_Goal_: Gather every line in the items below that contains the word "list", and copy each of those lines in full.

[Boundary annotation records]
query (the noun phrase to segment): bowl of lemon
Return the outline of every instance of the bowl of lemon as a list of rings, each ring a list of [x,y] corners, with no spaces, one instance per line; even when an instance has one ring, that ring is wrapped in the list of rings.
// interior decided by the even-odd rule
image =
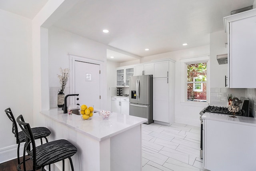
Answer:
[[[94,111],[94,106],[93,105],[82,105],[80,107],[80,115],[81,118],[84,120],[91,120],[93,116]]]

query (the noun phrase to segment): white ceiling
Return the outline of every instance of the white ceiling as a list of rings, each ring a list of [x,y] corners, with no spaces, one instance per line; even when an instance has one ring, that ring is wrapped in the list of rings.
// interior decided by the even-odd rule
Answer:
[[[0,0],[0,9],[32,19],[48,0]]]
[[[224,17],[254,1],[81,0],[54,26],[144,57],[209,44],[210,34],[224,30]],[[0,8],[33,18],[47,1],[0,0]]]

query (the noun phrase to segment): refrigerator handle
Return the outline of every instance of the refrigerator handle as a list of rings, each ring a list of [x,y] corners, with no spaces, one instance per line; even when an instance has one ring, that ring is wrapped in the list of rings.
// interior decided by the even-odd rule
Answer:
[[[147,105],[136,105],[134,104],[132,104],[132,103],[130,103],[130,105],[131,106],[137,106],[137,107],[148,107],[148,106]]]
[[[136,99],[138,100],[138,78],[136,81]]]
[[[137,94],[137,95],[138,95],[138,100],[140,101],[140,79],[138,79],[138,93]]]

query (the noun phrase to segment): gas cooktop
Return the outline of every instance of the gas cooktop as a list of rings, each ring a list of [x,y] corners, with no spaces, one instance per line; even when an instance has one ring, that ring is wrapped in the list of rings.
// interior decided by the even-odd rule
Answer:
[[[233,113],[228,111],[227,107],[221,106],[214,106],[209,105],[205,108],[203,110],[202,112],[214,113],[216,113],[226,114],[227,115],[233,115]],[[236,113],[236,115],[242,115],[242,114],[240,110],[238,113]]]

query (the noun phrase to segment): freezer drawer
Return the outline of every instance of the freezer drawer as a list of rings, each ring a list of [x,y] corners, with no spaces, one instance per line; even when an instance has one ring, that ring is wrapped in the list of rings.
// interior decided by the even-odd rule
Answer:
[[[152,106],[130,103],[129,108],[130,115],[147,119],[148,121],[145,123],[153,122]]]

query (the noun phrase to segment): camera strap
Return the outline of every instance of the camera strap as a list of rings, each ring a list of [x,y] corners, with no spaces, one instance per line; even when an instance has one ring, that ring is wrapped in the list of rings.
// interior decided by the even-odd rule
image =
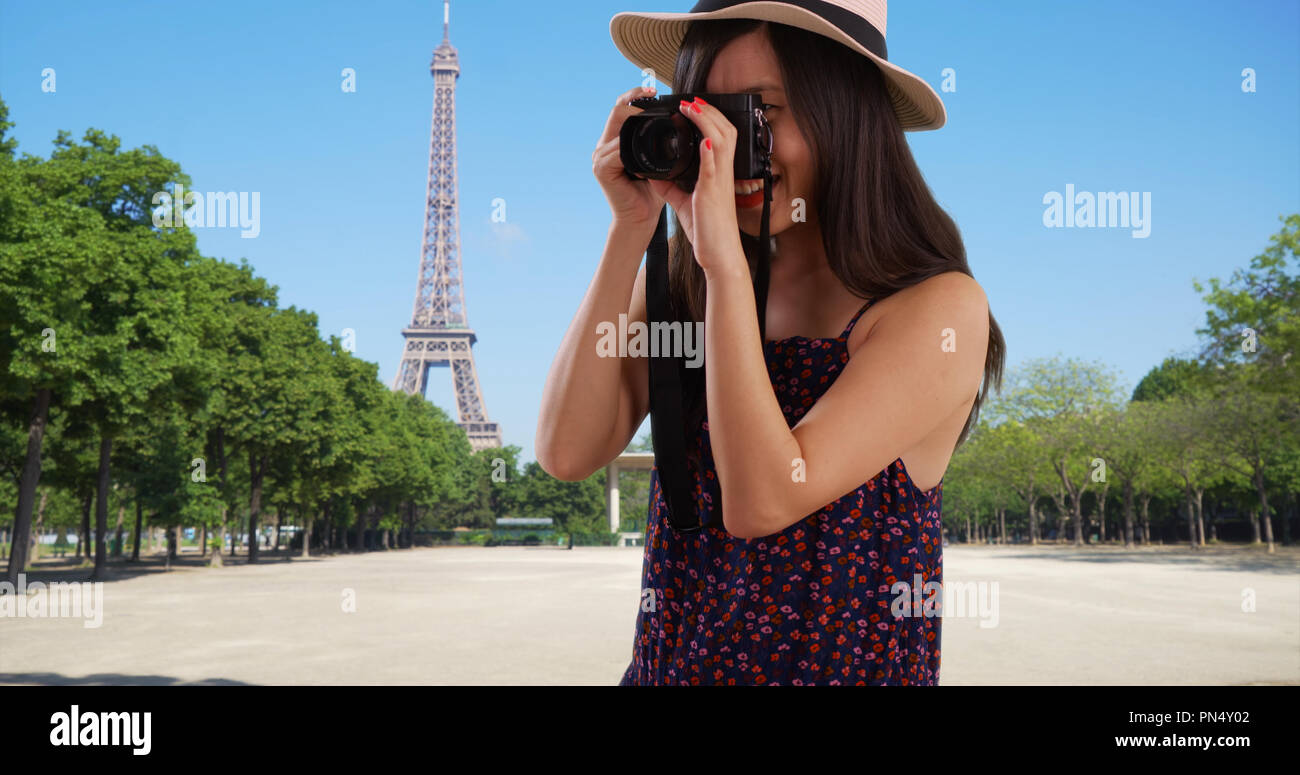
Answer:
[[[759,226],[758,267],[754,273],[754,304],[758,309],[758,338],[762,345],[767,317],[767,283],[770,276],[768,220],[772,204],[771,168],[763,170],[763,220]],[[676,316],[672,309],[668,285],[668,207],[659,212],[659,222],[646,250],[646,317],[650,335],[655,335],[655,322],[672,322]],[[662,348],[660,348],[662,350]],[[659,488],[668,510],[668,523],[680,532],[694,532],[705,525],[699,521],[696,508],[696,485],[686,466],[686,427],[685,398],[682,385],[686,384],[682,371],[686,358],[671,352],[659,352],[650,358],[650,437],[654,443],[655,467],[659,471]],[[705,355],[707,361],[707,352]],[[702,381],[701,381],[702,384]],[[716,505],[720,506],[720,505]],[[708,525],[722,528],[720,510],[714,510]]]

_The response_:
Return the outline of every instance of the bowl of lemon as a list of rings, each ring a list of [x,y] corners, with no spaces, one instance per line; even when an instance has one ring, that ring is wrapped in the list of rings.
Return the outline of every instance of the white ceiling as a list of rings, each ring a list of [x,y] corners, with no spaces, one instance per line; even when an instance has one ring, that ring is wrapped in the list of rings.
Return the outline of every instance of the refrigerator handle as a list of rings, each ring a list of [x,y] corners, with no spaces, one instance per line; even when an instance has one ring, that ring is wrapped in the list of rings.
Return the outline of every instance of the gas cooktop as a list of rings, each ring a list of [x,y] corners, with no spaces, one instance per line; even when an instance has one ring, that ring is wrapped in the list of rings.
Return the outline of every instance of the freezer drawer as a list of rings, each ring a list of [x,y] corners, with no spaces, one instance per line; even when an instance has one ring, that ring is wrapped in the list of rings.
Return the outline of every instance of the camera strap as a list of rings, each ring a list of [x,y] corners, with no spaces, one instance per line; even when an instance has one ring, that ring is wrapped in the list of rings.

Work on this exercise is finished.